### PROBLEM
In the following material, identify every line holding the string "white" and return it.
**** ENTRIES PROVIDED ****
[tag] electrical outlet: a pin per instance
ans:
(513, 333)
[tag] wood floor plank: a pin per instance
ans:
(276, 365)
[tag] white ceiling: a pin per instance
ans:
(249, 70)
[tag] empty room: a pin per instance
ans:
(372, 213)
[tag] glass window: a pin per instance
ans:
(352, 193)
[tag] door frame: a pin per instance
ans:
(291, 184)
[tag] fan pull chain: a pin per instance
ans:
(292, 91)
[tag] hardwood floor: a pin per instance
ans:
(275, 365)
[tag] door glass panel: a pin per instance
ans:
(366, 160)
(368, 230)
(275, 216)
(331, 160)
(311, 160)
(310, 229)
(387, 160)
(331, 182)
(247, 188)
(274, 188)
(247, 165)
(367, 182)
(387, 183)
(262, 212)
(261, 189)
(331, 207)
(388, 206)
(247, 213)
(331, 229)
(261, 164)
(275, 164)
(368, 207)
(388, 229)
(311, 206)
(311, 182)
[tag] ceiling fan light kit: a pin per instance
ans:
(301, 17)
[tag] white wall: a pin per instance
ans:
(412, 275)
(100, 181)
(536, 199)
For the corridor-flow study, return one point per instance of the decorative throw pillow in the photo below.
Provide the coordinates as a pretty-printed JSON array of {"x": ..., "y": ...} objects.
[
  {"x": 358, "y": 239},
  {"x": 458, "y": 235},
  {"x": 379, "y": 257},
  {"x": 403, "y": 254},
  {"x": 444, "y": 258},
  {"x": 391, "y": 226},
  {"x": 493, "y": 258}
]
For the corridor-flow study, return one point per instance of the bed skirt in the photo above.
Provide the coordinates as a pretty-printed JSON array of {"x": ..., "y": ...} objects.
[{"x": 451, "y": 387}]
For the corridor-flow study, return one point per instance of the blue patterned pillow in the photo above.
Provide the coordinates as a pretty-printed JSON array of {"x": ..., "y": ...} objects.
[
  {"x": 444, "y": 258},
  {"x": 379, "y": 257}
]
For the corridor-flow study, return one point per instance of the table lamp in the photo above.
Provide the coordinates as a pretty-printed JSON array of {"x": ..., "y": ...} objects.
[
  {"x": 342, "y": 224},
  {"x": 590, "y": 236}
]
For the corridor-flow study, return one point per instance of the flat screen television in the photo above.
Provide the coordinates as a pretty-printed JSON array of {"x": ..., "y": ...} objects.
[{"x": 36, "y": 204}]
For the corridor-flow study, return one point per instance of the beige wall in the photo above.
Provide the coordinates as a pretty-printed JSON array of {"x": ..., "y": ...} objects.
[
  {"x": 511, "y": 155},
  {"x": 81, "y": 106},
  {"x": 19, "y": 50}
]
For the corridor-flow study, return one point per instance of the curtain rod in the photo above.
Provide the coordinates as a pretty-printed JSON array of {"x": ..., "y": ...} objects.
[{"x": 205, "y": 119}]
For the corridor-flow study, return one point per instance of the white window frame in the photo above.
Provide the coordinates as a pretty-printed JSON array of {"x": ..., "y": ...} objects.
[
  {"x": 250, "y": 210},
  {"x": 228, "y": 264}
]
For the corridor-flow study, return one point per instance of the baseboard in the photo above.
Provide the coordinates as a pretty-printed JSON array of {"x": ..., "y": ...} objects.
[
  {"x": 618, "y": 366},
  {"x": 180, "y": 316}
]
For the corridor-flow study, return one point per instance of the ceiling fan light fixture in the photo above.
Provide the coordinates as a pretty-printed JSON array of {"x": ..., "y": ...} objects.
****
### TASK RESULT
[tag] white ceiling: a pin per instance
[tag] white wall: a pin per instance
For the corridor-flow study, return one point per instance of the white window frame in the photo above.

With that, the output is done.